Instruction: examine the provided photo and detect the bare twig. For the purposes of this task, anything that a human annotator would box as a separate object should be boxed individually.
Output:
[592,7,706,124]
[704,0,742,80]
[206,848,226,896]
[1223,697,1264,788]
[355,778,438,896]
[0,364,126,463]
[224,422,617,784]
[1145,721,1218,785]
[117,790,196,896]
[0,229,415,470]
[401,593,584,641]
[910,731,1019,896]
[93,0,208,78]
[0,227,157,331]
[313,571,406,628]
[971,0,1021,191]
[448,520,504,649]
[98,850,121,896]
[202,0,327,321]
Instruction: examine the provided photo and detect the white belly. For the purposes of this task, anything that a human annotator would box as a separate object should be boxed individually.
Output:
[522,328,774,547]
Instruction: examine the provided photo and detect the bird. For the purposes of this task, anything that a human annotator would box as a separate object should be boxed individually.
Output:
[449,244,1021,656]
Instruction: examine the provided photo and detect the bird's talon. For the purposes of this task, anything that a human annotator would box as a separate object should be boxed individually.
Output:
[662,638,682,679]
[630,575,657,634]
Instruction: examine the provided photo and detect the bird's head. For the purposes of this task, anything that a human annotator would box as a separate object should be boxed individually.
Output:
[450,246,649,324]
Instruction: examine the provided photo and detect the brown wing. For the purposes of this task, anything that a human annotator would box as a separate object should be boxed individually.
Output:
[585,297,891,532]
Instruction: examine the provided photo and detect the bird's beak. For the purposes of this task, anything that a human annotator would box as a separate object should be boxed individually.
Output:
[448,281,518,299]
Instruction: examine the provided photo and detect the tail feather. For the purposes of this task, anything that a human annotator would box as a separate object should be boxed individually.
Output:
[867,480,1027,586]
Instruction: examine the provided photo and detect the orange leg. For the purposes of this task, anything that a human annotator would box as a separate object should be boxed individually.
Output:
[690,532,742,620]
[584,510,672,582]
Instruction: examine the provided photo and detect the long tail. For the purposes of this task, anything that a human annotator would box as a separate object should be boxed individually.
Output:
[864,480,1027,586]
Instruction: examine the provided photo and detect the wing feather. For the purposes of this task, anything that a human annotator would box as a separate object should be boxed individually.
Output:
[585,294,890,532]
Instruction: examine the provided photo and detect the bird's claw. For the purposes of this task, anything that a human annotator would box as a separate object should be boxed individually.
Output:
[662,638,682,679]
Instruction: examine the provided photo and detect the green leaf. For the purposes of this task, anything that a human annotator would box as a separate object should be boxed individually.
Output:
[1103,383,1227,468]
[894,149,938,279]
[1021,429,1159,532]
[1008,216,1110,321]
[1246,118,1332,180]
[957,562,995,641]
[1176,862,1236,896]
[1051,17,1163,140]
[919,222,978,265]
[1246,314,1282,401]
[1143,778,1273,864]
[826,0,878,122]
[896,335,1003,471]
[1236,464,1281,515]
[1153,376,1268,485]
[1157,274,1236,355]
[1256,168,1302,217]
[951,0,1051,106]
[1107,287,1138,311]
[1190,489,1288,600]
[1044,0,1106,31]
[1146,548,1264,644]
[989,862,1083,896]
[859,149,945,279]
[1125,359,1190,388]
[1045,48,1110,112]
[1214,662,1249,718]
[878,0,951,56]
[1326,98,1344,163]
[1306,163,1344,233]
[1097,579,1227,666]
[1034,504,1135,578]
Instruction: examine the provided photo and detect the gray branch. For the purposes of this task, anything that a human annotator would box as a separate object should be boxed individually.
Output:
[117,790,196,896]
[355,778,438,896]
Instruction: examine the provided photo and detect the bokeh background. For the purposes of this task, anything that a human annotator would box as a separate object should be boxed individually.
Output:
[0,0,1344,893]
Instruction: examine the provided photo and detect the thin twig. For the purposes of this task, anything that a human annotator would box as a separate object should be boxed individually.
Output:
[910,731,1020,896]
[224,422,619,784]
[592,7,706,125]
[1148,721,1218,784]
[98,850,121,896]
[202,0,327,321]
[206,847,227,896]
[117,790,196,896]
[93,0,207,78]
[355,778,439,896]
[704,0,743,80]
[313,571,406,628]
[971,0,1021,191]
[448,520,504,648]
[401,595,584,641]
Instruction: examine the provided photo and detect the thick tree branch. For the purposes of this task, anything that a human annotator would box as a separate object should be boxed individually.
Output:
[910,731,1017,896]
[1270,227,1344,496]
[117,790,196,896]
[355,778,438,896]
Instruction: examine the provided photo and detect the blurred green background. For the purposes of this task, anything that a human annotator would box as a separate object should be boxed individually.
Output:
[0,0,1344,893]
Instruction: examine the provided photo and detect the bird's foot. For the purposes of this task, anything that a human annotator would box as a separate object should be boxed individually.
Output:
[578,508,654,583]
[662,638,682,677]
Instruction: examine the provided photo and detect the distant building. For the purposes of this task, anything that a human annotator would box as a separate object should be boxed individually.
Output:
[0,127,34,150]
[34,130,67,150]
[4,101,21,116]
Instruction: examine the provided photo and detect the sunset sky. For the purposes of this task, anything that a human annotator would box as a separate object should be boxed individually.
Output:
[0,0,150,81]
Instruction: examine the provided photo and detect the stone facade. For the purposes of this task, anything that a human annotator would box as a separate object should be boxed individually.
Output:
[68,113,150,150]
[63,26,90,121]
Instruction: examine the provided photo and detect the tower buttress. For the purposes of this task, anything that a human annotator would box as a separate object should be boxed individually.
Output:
_ _ _ _ _ _ _
* УКАЗАНИЯ К ЗАДАНИЮ: Перепечатайте все приведенные выше данные строка за строкой, не внося никаких изменений.

* ОТВЕТ НА ЗАДАНИЕ:
Instruction: examine the provided photo and detect the bare twig. For the purposes of this task, anything that a human annotator would box as a separate object should be boxed individually.
Output:
[592,7,706,124]
[704,0,742,80]
[206,848,226,896]
[1223,697,1264,788]
[355,778,438,896]
[0,364,126,463]
[224,422,617,784]
[1145,721,1218,785]
[117,790,196,896]
[0,229,415,470]
[401,593,584,641]
[910,731,1019,896]
[93,0,208,78]
[0,227,157,331]
[313,571,406,628]
[971,0,1021,191]
[448,520,504,649]
[98,850,121,896]
[202,0,327,321]
Instruction: examine the provided photo and detect the white belly. For the purposes of this task, anything that a human annotator would box as a separate object should be boxed individually.
Output:
[522,328,774,547]
Instruction: examine the provided photo and detect the bird. For the purposes of this task, anything that a human annotator would box as a separate object should be boxed individually.
Output:
[449,244,1021,656]
Instruction: examine the provided photo and detect the bird's talon. For the purposes of this task, anything that a human annotator would box as a separate object should be boxed individually.
Output:
[662,638,682,679]
[630,575,657,634]
Instruction: examine the provided photo and detect the bird's head. For the purposes of this task, anything that a human annotator would box as a separate object should be boxed individually.
Output:
[450,246,649,324]
Instruction: examine the provided photo and detect the brown wing. For the purposes of this task, anything that a human annotator would box as a separate object should be boxed individually.
Output:
[585,297,891,532]
Instruction: examine the provided photo and detect the bird's beak. For the purposes of this task, anything that a human annotator would box as a separate object should be boxed individually.
Output:
[448,281,518,299]
Instruction: examine the provided photo and detect the tail feather. For the purposes of this task, anything that a human annotator would box as a separate object should be boxed individually.
Output:
[867,480,1027,586]
Instruction: examine the provided photo and detect the orange leg. For the purposes of this task, anything that a human annotator would box as a separate object should be boxed individually.
Output:
[690,532,742,620]
[584,510,672,582]
Instruction: examine the provided photo and detect the long tail. For the purposes of this task, anything that a human annotator would box as a separate object should be boxed individually.
Output:
[864,480,1027,586]
Instruction: examine the provided photo and detect the wing feather. For the purposes of this task, anything that a human annotator would box as a separate object should be boxed individually.
Output:
[585,294,890,532]
Instruction: examine the provided photo and detect the bird's claw. For the purposes of this task, anything that a human annotator would box as a separate object should be boxed individually.
Output:
[662,638,682,679]
Instruction: examine the provided photo and detect the green leaf. For the purposes of this task, anything that a human annotator would box as a separate object should be boxed individually.
Output:
[1103,383,1227,468]
[894,149,938,279]
[1021,429,1159,532]
[1008,216,1110,321]
[1246,118,1332,180]
[957,562,995,641]
[1176,862,1236,896]
[1051,17,1163,140]
[919,222,978,265]
[1246,314,1282,401]
[1143,778,1273,864]
[826,0,878,122]
[896,335,1003,471]
[1236,464,1281,515]
[1153,376,1268,485]
[1157,274,1236,355]
[1256,168,1302,217]
[951,0,1051,106]
[1107,287,1138,311]
[1190,489,1288,600]
[1044,0,1106,31]
[1146,548,1264,644]
[989,862,1083,896]
[859,149,945,279]
[1125,359,1190,388]
[1045,48,1110,112]
[1214,662,1249,718]
[878,0,951,56]
[1326,98,1344,163]
[1306,163,1344,233]
[1097,579,1227,666]
[1034,504,1135,578]
Instruction: examine the provided photo and detect the gray branch. For the purposes of this task, anything that a human annotator would box as a separate object should be boxed individually.
Output:
[117,790,196,896]
[355,778,438,896]
Instruction: examine the provided photo and detect the bokeh background. For the purposes of this task, anything that a human annotator would box as a separate object should be boxed individually.
Output:
[0,0,1344,893]
Instruction: examine the provided photo and detect the thin twig. For the purposes of this task, anything that a human annotator would box as a separate object should be boxed individually.
Output:
[910,731,1020,896]
[224,422,619,784]
[592,7,706,125]
[1148,721,1218,784]
[98,850,121,896]
[202,0,327,321]
[206,847,227,896]
[117,790,196,896]
[93,0,207,78]
[355,778,439,896]
[704,0,743,80]
[313,571,406,628]
[971,0,1021,191]
[448,520,504,648]
[401,595,584,641]
Instruction: examine the provided photo and detect the thick tree branch. For the purposes of this task, anything that a human annotator would box as a separate object should be boxed individually.
Output:
[910,731,1017,896]
[1270,227,1344,496]
[117,790,196,896]
[355,778,438,896]
Instruction: examine the provided photo and detect the blurred green background. For the purposes of this task, anything that a human annotator would box as a separate object should be boxed individually.
Output:
[0,0,1344,893]
Instruction: examine the provided photo and detect the bird's foot. For the purposes of this task, anything that a human annotator would box as a separate object should be boxed individually.
Output:
[578,508,654,583]
[662,638,682,677]
Instruction: examine the provided photo and detect the distant building. For the purposes of this task, anything that a human annotator would box as a separate object should be boxed individually.
Output:
[0,127,34,150]
[34,130,67,150]
[4,101,21,116]
Instruction: examine the provided photo and detect the sunset sky. For the purposes of this task, anything that a human annotator would box as a separate object should be boxed individually.
Output:
[0,0,150,81]
Instruction: examine the provided photo and detect the stone facade. For the purposes of this task, anything that a human annotator would box as a separate object should be boxed individually.
Output:
[68,113,150,150]
[63,26,90,121]
Instruction: examine the provided photo and detect the tower buttress. For the purposes of this task, anything that a human annotator would box as a separate object should be boxed individually.
Output:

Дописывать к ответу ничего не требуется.